# GOAL OF THE EXERCISE:
In the records below, print each line exactly and leave every image out.

[Dataset entries]
*-*-*

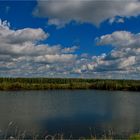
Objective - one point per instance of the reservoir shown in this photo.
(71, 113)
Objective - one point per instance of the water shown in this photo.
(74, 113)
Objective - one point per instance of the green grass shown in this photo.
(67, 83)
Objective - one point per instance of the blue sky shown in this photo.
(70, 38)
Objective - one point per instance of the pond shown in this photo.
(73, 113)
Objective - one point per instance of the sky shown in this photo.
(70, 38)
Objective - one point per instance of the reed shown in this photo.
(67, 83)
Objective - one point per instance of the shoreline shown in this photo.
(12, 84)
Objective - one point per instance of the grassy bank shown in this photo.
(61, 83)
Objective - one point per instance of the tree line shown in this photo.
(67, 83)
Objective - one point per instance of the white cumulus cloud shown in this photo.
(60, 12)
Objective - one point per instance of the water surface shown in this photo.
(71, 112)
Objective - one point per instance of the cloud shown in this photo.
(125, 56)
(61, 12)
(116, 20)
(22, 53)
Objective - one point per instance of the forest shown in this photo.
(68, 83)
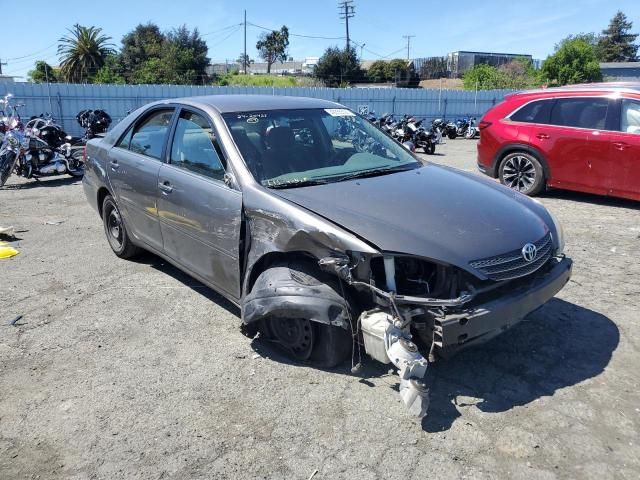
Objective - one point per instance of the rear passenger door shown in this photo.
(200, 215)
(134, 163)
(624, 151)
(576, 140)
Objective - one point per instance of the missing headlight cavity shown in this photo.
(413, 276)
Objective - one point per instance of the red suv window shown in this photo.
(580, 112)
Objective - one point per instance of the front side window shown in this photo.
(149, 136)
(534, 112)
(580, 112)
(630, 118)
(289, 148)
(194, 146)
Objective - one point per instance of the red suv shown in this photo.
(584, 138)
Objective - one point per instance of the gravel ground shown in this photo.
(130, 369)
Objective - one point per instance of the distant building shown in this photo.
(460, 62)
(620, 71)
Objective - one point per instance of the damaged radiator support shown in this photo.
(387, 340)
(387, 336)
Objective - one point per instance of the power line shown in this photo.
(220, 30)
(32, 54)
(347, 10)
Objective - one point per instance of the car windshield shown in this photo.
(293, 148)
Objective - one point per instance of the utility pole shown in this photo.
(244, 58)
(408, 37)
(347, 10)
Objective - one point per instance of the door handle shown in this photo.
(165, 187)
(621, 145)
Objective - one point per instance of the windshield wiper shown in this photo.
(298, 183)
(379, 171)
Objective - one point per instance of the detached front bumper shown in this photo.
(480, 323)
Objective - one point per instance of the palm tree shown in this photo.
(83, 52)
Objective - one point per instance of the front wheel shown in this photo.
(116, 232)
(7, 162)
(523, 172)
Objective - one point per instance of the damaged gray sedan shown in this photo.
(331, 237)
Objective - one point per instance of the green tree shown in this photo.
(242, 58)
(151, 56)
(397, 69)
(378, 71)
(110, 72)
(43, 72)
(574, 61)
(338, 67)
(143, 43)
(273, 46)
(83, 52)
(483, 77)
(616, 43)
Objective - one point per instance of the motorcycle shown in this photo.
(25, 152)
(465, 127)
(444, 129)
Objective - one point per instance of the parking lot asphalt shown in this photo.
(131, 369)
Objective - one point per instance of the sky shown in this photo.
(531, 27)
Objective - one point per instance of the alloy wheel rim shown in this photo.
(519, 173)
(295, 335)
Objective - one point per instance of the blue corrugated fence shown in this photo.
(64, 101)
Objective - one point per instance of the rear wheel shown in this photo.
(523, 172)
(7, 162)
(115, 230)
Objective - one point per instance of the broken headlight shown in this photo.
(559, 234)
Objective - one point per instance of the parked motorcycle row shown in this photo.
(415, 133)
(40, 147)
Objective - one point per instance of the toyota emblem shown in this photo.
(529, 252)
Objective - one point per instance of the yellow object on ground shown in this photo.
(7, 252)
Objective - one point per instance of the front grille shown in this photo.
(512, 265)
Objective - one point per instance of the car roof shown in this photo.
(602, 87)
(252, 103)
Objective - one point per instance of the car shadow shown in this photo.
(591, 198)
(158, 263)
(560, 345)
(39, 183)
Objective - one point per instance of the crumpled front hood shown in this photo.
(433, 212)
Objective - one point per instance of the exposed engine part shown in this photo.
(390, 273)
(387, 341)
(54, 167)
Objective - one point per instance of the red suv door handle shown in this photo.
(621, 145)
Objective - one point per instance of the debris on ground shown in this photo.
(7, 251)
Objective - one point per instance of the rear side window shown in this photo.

*-*-*

# EXERCISE SOLUTION:
Objective - one point per instance of the reservoir shown in this photo.
(71, 113)
Objective - one point per instance of the water shown in this photo.
(74, 113)
Objective - one point per instance of the green grass shown in this photo.
(67, 83)
Objective - one point per instance of the blue sky shown in this photo.
(70, 38)
Objective - one point per instance of the pond shown in this photo.
(73, 113)
Objective - one point per instance of the sky shown in this photo.
(70, 38)
Objective - one point per instance of the reed shown in this photo.
(67, 83)
Objective - one point per instance of the shoreline shown in this photo.
(12, 84)
Objective - one point per instance of the grassy bank shown in this photo.
(61, 83)
Objective - one point per instance of the tree line shown in this photo.
(67, 83)
Objective - one point per instance of the white cumulus cloud shown in this photo.
(60, 12)
Objective - one point per instance of the water surface shown in this photo.
(71, 112)
Objective - one point per instance of the cloud shown in this photo.
(125, 56)
(61, 12)
(116, 20)
(22, 53)
Objective - one point per instance of the forest shown in this photo.
(68, 83)
Objective - one point per instance of the rear passenger door shown in this photo.
(200, 215)
(134, 163)
(624, 151)
(576, 140)
Objective - one point per instance of the missing headlight cavity shown in this photo.
(413, 276)
Objective - one point per instance of the red suv window shown in this photo.
(580, 112)
Objective - one point per instance of the front side window shown in this photo.
(149, 136)
(534, 112)
(580, 112)
(630, 118)
(289, 148)
(194, 146)
Objective - one point per instance of the red suv shown in this photo.
(584, 138)
Objective - one point per instance of the gravel ground shown in this photo.
(130, 369)
Objective - one point per instance of the distant building shown in this photo.
(460, 62)
(620, 71)
Objective - one point per instance of the damaged radiator support shown in this photo.
(387, 340)
(387, 336)
Objective - one point per instance of the power line shown in this photo.
(220, 30)
(32, 54)
(347, 10)
Objective - one point per instance of the car windshield shown in this photo.
(293, 148)
Objective - one point per instance of the utility pole shown in this photo.
(244, 58)
(408, 37)
(347, 10)
Objective - one point per instance of the door handle shown in this photo.
(165, 187)
(621, 145)
Objective - one point per instance of the windshield wiper shown in this photo.
(298, 183)
(379, 171)
Objective - one point per instance of the detached front bumper shown in this photo.
(480, 323)
Objective - one point per instance of the palm tree shown in this photo.
(83, 52)
Objective - one point per instance of the front wheel shown in this photo.
(116, 232)
(7, 162)
(523, 172)
Objective - one point per instance of the damaged gray sedan shown in this photo.
(331, 237)
Objective - one point per instance of the green tree shown in this photo.
(242, 58)
(151, 56)
(397, 69)
(378, 71)
(110, 72)
(43, 72)
(574, 61)
(338, 67)
(143, 43)
(273, 46)
(83, 52)
(483, 77)
(616, 43)
Objective - one point per instance of the motorcycle shown in this photo.
(25, 152)
(465, 127)
(444, 129)
Objective - one point per instance of the parking lot asphalt shown in this photo.
(131, 369)
Objective - one point per instance of the sky shown in this photo.
(531, 27)
Objective - one point per instance of the alloy wheel rim shown in this photo.
(519, 173)
(295, 335)
Objective - one point per instance of the blue corrugated fence shown in this photo.
(64, 101)
Objective - one point per instance of the rear wheel shown in this photo.
(523, 172)
(7, 162)
(115, 230)
Objective - one point per instance of the broken headlight shown in this photo.
(559, 234)
Objective - one point per instance of the parked motorcycle row shown in this photo.
(415, 133)
(40, 147)
Objective - one point per instance of the toyota emblem shown in this photo.
(529, 252)
Objective - one point per instance of the yellow object on ground shown in this photo.
(7, 252)
Objective - one point per instance of the front grille shown in this photo.
(512, 265)
Objective - one point per instance of the car roof shown in this photo.
(602, 87)
(252, 103)
Objective - one point per instance of the car shadow shown in this photo.
(591, 198)
(158, 263)
(560, 345)
(39, 183)
Objective - one point per instance of the crumpled front hood shown in this photo.
(433, 212)
Objective - one point per instance of the exposed engine part shown in this photo.
(390, 273)
(387, 341)
(54, 167)
Objective - one point per instance of the red suv door handle shown in this photo.
(621, 145)
Objective - one point per instance of the debris on ground shown in this photo.
(7, 251)
Objective - one point per instance of the rear side window shown in this photo.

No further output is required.